- Text under study -
As the essay opens, an audience member tells Campo that his poems are "really depressing." Even Campo's spouse advises him to lighten things up, a counsel I hope the poet never heeds--for it is precisely Campo's unwavering examination of sorrow, regret, death, and despair that set his poems apart from poems that find "butterflies or snowflakes or flowers as more suitable." Campo responds: "Try as I might to take all of this concern to heart . . . I keep finding myself drawn to write about illness" (pg 1).
Campo recalls how singing and praying consoled his grandmother and seemed to lessen her physical ills: "No wonder I have come to believe in the power of the imagination if not to cure, then to heal" (pg 4). On page five he notes "To write about illness, to heed this terrible muse, is to reject distancing and to embrace empathy, for which there is no reward or claim on greatness other than perhaps the perverse joy of recognizing oneself as being susceptible to the same foibles and neuroses as anyone." Indeed it is this vulnerability--the ability to see physician and patient on the same plane, as equal players in a moment in time--that has become another hallmark of Campo's poetry. Selected poems from previously published collections follow the essay: nine poems from "The Other Man Was Me" (1994); eight poems from "What the Body Told" (1997); nine poems from "Diva" (200); five poems from "Landscape with Human Figure" (2002); seven poems from "The Enemy" (2007); and twenty poems from "Alternative Medicine" (2013). Of these collections, all but "Landscape with Human Figure" and "The Enemy" have been reviewed in the database.
Miscellaneous
Campo's introductory essay is the perfect entryway into this
collection of poems, an essay that should be required reading in every
literature and medicine venue, one that deserves lively discussion. These poems, both older and newer, will be of
interest to poetry lovers in and out of the medical field. Medical students especially might find these
poems both challenging and comforting.
Those experienced in healthcare will recognize themselves and their
patients in Campo's words.
Publisher
Duke University Press
Place Published
Durham and London
Edition
2018
Page Count
166
Commentary
Although gently criticized for poems that depress, Campo's poems also reveal his skill with irony and, yes, outright humor. In "Just Know Your Shit," we might hear the words of a patient as he confronts a doctor who might be Rafael Campo--a physician with an open heart and tender insecurities who might later that day write a poem: "I want a doctor who knows his shit. / Don't hold my hand when my heart fibrillates-- / just shock me with the right amount of juice" and at the poem's end, "For God's / sake, don't feel for me. Just do it, don't sob" (pg 144).
Happily, Rafael Campo is a doctor who delivers excellent and compassionate care as well as a writer who steps back, aware of all the complexities of life, illness, and mortality, to offer us these excellent and compassionate poems.

- What the exercise asks -
List the titles of the earlier published collections that the review says the selected poems come from. The records that come after the review have nothing to do with it.

- Dataset -
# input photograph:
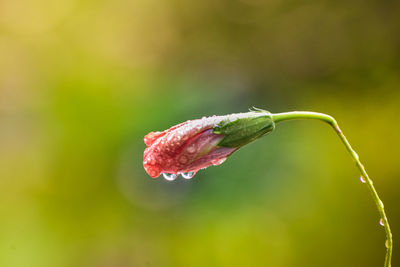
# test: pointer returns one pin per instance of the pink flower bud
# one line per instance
(186, 147)
(194, 145)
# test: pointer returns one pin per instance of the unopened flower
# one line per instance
(196, 144)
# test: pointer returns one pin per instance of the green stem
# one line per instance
(331, 121)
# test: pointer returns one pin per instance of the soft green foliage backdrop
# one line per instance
(81, 83)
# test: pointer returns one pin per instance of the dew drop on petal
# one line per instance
(188, 175)
(218, 162)
(169, 176)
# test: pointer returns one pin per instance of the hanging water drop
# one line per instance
(188, 175)
(169, 176)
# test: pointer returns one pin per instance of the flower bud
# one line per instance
(197, 144)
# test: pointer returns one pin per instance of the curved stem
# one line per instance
(331, 121)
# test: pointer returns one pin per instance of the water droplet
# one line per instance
(169, 176)
(188, 175)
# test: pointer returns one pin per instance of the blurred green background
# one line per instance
(81, 83)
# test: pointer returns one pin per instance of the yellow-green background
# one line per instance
(81, 83)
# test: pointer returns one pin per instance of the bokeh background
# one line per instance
(81, 83)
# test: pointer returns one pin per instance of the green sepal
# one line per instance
(244, 128)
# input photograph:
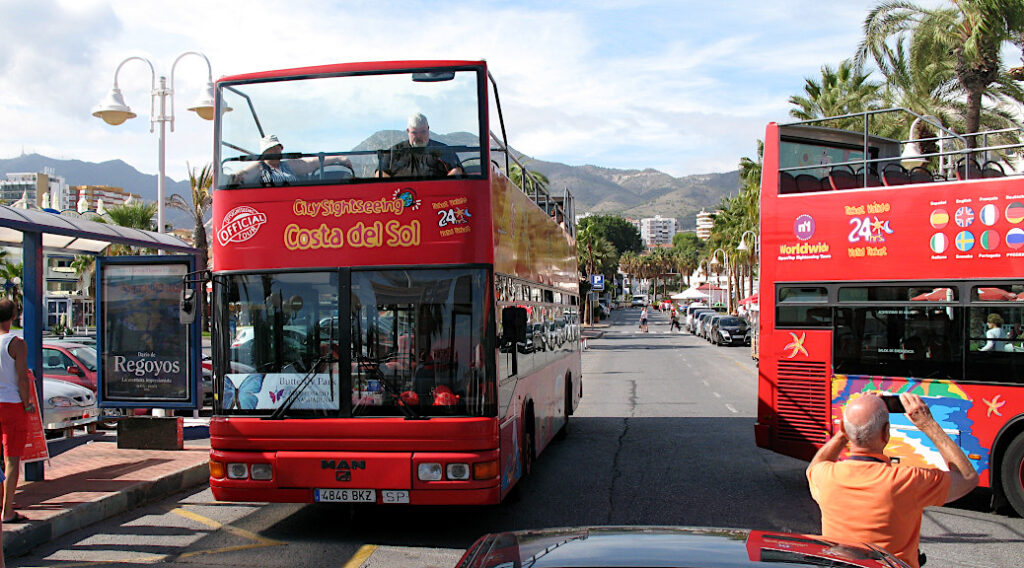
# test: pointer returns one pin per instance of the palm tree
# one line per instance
(842, 91)
(969, 35)
(202, 201)
(136, 215)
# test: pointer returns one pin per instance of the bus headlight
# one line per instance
(238, 471)
(457, 472)
(429, 472)
(262, 472)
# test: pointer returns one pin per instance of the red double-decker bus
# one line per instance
(395, 320)
(881, 276)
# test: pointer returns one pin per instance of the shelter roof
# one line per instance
(79, 235)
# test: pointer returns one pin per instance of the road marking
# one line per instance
(259, 541)
(360, 556)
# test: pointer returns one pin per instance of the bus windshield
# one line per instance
(415, 344)
(349, 128)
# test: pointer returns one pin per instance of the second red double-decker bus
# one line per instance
(888, 266)
(395, 320)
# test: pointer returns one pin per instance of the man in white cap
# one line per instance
(420, 157)
(271, 170)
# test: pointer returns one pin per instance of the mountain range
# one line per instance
(635, 193)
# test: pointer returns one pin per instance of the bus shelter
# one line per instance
(39, 231)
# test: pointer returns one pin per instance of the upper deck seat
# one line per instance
(894, 174)
(921, 174)
(786, 183)
(842, 177)
(807, 183)
(992, 169)
(872, 178)
(968, 169)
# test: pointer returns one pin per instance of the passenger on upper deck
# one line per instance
(271, 170)
(420, 157)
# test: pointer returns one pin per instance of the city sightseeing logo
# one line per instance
(241, 224)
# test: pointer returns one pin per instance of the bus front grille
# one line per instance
(802, 401)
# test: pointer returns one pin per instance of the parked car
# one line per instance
(70, 361)
(639, 545)
(67, 405)
(729, 330)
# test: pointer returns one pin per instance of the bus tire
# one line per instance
(1012, 472)
(563, 432)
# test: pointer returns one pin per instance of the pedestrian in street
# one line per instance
(15, 406)
(865, 497)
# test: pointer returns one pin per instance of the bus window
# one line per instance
(995, 343)
(898, 341)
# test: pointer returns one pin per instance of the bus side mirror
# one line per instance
(514, 324)
(186, 306)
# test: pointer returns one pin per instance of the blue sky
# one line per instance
(681, 86)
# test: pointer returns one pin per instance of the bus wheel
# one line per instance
(1013, 474)
(566, 411)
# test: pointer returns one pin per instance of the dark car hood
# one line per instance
(597, 547)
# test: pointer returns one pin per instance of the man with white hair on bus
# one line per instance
(420, 157)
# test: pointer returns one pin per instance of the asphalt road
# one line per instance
(664, 436)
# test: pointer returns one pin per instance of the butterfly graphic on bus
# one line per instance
(244, 396)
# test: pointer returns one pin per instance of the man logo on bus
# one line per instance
(408, 198)
(240, 225)
(804, 227)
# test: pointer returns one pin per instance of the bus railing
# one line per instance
(561, 209)
(956, 155)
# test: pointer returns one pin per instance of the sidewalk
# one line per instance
(90, 480)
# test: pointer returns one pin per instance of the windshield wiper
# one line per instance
(279, 412)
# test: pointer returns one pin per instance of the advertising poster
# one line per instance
(144, 346)
(35, 442)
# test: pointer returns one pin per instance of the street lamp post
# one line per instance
(757, 251)
(728, 284)
(114, 112)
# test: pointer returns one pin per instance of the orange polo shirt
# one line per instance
(877, 503)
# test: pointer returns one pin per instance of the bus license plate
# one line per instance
(345, 495)
(394, 496)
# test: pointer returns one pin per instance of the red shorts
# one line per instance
(14, 425)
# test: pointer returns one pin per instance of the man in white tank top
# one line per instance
(15, 405)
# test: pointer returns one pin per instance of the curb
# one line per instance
(19, 541)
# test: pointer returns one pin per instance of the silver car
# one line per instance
(67, 405)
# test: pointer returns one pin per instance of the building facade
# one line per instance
(40, 188)
(705, 223)
(657, 230)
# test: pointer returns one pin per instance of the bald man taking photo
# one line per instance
(865, 497)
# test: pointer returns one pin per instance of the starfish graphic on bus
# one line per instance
(797, 345)
(879, 231)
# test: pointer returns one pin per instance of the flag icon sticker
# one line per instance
(989, 239)
(1015, 238)
(965, 216)
(965, 241)
(1015, 212)
(988, 215)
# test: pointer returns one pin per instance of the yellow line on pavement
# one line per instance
(360, 556)
(216, 525)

- Output below -
- "The Other Man Was Me"
- "What the Body Told"
- "Diva"
- "Landscape with Human Figure"
- "The Enemy"
- "Alternative Medicine"